Requirement 1
Reproduce word for word the part of the court opinion from "D. Admission of" up to and including "United States Attorney.".
Requirement 2
Rewrite only the data items from the line with "Find gravel path." up to and including the last line of the data items. Keep each request as it is, and increase every bounding-box coordinate in the answers by 114.

Selection
The weighing of Egan's testimony regarding the extra magazine of ammunition “rattling” around in his glove compartment, however, is a closer call. Although this evidence may have been probative of Egan's reaction to receiving Fulmer's message, and may have indicated the extent of Egan's fear, there is a risk that it may also have aroused an emotional or biased response in the jury that may have confused the issues in the case. This risk was increased by the government's mischaracterization of Egan's testimony in its closing, when it erroneously stated that Egan made sure to take home an extra eighteen rounds of ammunition the night he received the message. Finally, the prejudicial effect of this testimony is compounded when we view it in light of the contested evidence discussed in sections III.A and III.B. We find that its use could have evoked an emotional response in the jury, and that this likely prejudicial effect substantially outweighed any probative value. We find the district court abused its discretion by admitting evidence as to the ammunition carried by Egan on the night he received the threat.
D. Admission of discussion between Egan and his supervisor
Fulmer next contests the introduction of testimony from both Egan and his supervisor, Schlabach, regarding a conversation that took place between them the morning after Egan received the message. Egan testified that he played the tape for Schlabach, and told Schlabach that he thought the message was a threat and intended to bring it to the attention of the United States Attorney.

Data items
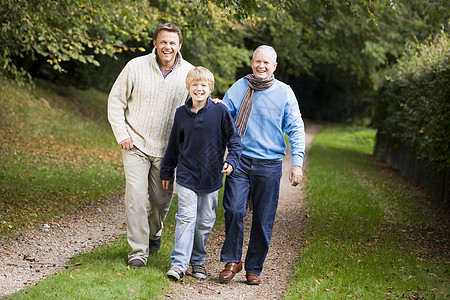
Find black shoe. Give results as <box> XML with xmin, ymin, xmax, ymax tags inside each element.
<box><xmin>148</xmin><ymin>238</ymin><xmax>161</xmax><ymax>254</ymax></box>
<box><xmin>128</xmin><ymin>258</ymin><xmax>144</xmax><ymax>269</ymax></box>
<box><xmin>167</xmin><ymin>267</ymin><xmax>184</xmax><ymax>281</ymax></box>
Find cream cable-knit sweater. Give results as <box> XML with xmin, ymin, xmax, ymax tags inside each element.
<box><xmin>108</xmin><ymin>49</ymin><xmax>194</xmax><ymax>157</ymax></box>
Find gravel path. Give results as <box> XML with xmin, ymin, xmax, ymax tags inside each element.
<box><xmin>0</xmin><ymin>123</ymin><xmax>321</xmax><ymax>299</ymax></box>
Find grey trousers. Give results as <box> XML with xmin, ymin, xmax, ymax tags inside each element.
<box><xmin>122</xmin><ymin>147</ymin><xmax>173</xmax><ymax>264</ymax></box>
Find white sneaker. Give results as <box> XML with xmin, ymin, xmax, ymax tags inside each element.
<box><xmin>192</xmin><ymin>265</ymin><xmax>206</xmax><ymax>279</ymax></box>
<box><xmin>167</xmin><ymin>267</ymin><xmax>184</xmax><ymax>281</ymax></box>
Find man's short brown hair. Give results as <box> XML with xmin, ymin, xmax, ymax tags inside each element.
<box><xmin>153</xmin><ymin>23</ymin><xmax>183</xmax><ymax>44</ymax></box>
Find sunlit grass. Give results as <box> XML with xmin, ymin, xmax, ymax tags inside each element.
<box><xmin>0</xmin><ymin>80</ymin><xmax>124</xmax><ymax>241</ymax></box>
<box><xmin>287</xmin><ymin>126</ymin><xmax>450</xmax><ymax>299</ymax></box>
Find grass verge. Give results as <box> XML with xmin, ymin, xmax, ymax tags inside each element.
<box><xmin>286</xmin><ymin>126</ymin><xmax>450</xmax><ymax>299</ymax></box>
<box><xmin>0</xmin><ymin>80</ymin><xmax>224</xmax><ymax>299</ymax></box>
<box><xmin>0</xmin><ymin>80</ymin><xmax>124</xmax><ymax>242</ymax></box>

Full output 1
D. Admission of discussion between Egan and his supervisor
Fulmer next contests the introduction of testimony from both Egan and his supervisor, Schlabach, regarding a conversation that took place between them the morning after Egan received the message. Egan testified that he played the tape for Schlabach, and told Schlabach that he thought the message was a threat and intended to bring it to the attention of the United States Attorney.

Full output 2
Find gravel path. Give results as <box> XML with xmin, ymin, xmax, ymax tags inside each element.
<box><xmin>114</xmin><ymin>237</ymin><xmax>435</xmax><ymax>413</ymax></box>
Find grey trousers. Give results as <box> XML with xmin, ymin, xmax, ymax tags inside each element.
<box><xmin>236</xmin><ymin>261</ymin><xmax>287</xmax><ymax>378</ymax></box>
Find white sneaker. Give results as <box> XML with xmin, ymin, xmax, ymax tags inside each element.
<box><xmin>306</xmin><ymin>379</ymin><xmax>320</xmax><ymax>393</ymax></box>
<box><xmin>281</xmin><ymin>381</ymin><xmax>298</xmax><ymax>395</ymax></box>
Find man's short brown hair. Give results as <box> XML with xmin, ymin, xmax, ymax tags inside each element.
<box><xmin>267</xmin><ymin>137</ymin><xmax>297</xmax><ymax>158</ymax></box>
Find sunlit grass. Give results as <box> XML with xmin, ymin, xmax, ymax tags inside each element.
<box><xmin>114</xmin><ymin>194</ymin><xmax>238</xmax><ymax>355</ymax></box>
<box><xmin>401</xmin><ymin>240</ymin><xmax>564</xmax><ymax>413</ymax></box>
Find grass verge. Give results as <box> XML with xmin, ymin, xmax, ymax tags inside each element.
<box><xmin>400</xmin><ymin>240</ymin><xmax>564</xmax><ymax>413</ymax></box>
<box><xmin>114</xmin><ymin>194</ymin><xmax>338</xmax><ymax>413</ymax></box>
<box><xmin>114</xmin><ymin>194</ymin><xmax>238</xmax><ymax>356</ymax></box>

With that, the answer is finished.